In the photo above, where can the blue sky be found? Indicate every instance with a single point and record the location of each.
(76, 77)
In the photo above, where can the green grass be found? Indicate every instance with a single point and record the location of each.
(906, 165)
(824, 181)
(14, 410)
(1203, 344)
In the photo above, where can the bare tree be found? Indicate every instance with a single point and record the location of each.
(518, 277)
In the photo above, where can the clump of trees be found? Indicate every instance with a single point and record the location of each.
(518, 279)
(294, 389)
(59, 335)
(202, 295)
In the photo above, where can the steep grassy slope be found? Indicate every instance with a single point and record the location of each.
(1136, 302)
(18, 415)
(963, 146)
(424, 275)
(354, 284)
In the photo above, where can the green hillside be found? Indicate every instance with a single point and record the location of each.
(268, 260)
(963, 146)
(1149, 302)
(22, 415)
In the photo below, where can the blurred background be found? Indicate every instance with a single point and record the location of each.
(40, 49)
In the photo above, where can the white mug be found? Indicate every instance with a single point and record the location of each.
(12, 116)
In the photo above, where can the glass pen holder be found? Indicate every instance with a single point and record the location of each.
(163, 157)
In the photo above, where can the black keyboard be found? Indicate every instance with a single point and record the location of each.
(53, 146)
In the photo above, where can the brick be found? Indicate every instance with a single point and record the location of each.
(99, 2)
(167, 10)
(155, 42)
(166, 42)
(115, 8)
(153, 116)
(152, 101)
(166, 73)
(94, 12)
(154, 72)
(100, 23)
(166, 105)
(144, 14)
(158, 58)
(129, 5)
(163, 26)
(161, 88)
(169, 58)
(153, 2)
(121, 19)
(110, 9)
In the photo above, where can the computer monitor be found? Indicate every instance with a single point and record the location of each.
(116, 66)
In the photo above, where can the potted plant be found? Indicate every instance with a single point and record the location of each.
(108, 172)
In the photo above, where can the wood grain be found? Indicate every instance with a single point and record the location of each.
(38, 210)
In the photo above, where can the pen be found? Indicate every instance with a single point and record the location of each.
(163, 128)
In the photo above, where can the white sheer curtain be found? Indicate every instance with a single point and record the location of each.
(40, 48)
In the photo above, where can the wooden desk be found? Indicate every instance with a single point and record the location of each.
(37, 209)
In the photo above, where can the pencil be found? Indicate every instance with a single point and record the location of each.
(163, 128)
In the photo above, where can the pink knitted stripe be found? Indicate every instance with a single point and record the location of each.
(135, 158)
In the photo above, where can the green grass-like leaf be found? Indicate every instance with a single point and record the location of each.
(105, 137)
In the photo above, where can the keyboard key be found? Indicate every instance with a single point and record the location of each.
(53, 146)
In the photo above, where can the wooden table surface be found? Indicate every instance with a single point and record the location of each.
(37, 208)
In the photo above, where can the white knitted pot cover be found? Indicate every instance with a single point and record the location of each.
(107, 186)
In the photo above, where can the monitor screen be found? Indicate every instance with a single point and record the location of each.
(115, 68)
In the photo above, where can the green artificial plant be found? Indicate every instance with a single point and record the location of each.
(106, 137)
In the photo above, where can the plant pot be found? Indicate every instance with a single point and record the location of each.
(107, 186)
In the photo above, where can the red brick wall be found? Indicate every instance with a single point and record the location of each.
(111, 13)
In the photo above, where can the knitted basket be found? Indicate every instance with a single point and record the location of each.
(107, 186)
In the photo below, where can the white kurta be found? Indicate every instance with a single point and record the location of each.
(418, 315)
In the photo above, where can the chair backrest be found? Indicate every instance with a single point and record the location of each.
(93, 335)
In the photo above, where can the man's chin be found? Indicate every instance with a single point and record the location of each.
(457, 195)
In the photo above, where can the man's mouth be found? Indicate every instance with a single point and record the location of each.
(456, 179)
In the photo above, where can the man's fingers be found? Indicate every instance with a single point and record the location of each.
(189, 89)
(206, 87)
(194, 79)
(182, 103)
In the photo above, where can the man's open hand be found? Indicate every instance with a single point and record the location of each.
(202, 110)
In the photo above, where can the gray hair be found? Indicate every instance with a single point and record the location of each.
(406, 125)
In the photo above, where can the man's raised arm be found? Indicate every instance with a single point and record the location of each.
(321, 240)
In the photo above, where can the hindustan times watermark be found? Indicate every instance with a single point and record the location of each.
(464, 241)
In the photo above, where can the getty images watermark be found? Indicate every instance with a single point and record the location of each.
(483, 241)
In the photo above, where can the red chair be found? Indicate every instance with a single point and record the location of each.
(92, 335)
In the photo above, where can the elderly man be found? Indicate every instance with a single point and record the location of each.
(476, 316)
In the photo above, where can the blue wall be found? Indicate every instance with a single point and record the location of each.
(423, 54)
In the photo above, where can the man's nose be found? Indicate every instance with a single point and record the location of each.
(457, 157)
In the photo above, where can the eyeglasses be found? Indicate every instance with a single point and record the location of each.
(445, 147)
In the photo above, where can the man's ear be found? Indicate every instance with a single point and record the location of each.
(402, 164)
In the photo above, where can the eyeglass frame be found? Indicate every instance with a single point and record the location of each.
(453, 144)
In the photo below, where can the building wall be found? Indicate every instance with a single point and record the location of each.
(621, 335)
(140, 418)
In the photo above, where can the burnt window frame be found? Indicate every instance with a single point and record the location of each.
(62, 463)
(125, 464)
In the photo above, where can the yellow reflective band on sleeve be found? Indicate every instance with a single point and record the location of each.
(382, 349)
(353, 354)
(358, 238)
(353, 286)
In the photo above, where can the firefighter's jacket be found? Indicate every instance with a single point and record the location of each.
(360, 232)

_What to produce:_ Please revise all the data above, replacing "Indicate" with "Mark" and leaving everything else unchanged.

_Task response:_
In the photo above, where can the blue sky be found? Mark every instance with a single point and record the location of each.
(76, 77)
In the photo above, where can the green grass be found? Mark every instance with a single point and record the location of each.
(906, 165)
(824, 181)
(14, 410)
(1203, 344)
In the photo above, where can the bare tree be found? Mark every instance with a single point and record the location of each.
(518, 277)
In the photo above, where can the clump of trees be found? Mark every instance with a single point and record the location of each.
(518, 279)
(294, 389)
(59, 335)
(202, 295)
In the photo above, where can the steep grassy slope be found? Mark every instance with a single point and record the location of each.
(1136, 302)
(18, 415)
(963, 146)
(424, 275)
(354, 284)
In the photo above, where can the green hillside be found? Mark every instance with a single point and record the location of each.
(268, 260)
(963, 146)
(1149, 302)
(22, 415)
In the photo below, where can the blurred background be found? Mark every instance with a single point and record the location of each.
(40, 49)
In the photo above, where can the white mug be found? Mark every instance with a single point and record the location of each.
(12, 116)
In the photo above, where can the glass pen holder be found? Mark every instance with a single point and record the location of each.
(163, 157)
In the photo above, where can the black keyboard be found? Mark every instance with a single point and record the location of each.
(53, 146)
In the photo above, where can the brick be found? Mark every instance with a single point and record the location of each.
(99, 2)
(167, 10)
(155, 42)
(166, 42)
(115, 8)
(153, 116)
(152, 101)
(166, 73)
(94, 12)
(154, 72)
(100, 23)
(166, 105)
(144, 14)
(158, 58)
(129, 5)
(163, 26)
(161, 88)
(169, 58)
(153, 2)
(121, 19)
(110, 9)
In the photo above, where can the computer monitor be found? Mark every instance with a single point and record the location of each.
(116, 66)
In the photo above, where can the potted plant be found? Mark every instance with a single point and record the location of each.
(108, 172)
In the photo above, where can the wood grain be found? Mark every instance with a single point and record the location of each.
(38, 210)
In the photo above, where can the pen be found? Mark every instance with a single point and record the location of each.
(163, 128)
In the photo above, where can the white sheer curtain be found? Mark every instance with a single point and record the location of each.
(40, 48)
In the photo above, where can the wooden desk be found? Mark every instance with a single point and record the location of each.
(37, 209)
In the photo above, where can the pencil be found? Mark every instance with a single point and record the location of each.
(163, 128)
In the photo above, where can the pink knitted stripe be found? Mark every instance with a single point and record the location of each.
(135, 158)
In the photo above, where can the green grass-like leaf be found? Mark every instance with a single point and record the location of each.
(105, 137)
In the photo above, where can the keyboard key be found? Mark every instance with a single point and record the location of each.
(53, 146)
In the photo above, where can the wooden table surface be found? Mark every instance with a single point and record the location of each.
(37, 208)
In the photo above, where can the white knitted pot cover be found? Mark every instance with a single point and record the location of each.
(107, 186)
In the photo above, where can the monitor screen be found? Mark every instance with a single point and record the location of each.
(115, 68)
In the photo above, where can the green artificial plant be found? Mark every instance with a single point and record the location of each.
(106, 137)
In the photo above, where can the plant pot be found? Mark every instance with a single point and record the location of each.
(107, 186)
In the photo above, where can the red brick wall be found? Mark every instance with a single point and record the location of each.
(111, 13)
In the photo above, where can the knitted basket be found? Mark every instance with a single point and record the location of each.
(107, 186)
In the photo below, where can the white kurta be found? Mark every instance with a single point and record the location of each.
(418, 315)
In the photo above, where can the chair backrest be found? Mark every instance with a single point and record the location of each.
(93, 335)
In the photo above, where can the man's chin be found? Mark every instance with a single point and record the location of each.
(457, 195)
In the photo above, where can the man's mouth be found? Mark every instance with a single point and record the location of each.
(456, 179)
In the photo above, where can the man's fingers be found? Mark every instance with a single point and record the location of each.
(189, 89)
(206, 87)
(194, 79)
(182, 103)
In the photo above, where can the man's open hand be found? Mark every instance with a single point and record the location of each.
(202, 110)
In the photo above, where can the gray hair be found? Mark every instance with a single point and record the location of each.
(406, 125)
In the photo above, where can the man's raised arm be found? Mark every instance with a single point and record the location of each.
(321, 240)
In the photo above, where can the hindustan times watermark be found? Mark every instance with a single point and record the location of each.
(464, 241)
In the photo above, where can the getty images watermark be found? Mark every instance with a single point and record the location of each.
(483, 241)
In the photo above, where can the red chair be found? Mark every instance with a single point and record the location of each.
(92, 335)
In the photo above, where can the elderly man be found? Mark every instance with a single point and record the location of each.
(476, 316)
In the photo above, where can the blue wall be found? Mark every instance with a single point and record the location of each.
(423, 54)
In the photo above, where can the man's nose be found? Mark every instance with a single point and record the location of each.
(457, 157)
In the photo above, where can the eyeglasses be found? Mark every instance with a single point and record the location of each.
(445, 147)
In the photo above, where can the man's ear be found? Mark every instance with a single point and record the location of each.
(402, 164)
In the photo above, where can the eyeglass frame be found? Mark every instance with a single point and record the location of each.
(453, 144)
In the photo below, where can the building wall be found? Mark every instance with a single point and record the location of each.
(621, 335)
(140, 418)
In the photo above, where can the burnt window frame be found? Mark every instance with a single point and record the location of each.
(62, 463)
(125, 464)
In the photo above, where can the yellow reflective band on sleeve be found? Mark every instance with a single point and record the location of each.
(382, 349)
(353, 354)
(358, 238)
(353, 286)
In the photo above, where can the firefighter's jacket be found? Mark every instance with a single point and record the location of each.
(360, 232)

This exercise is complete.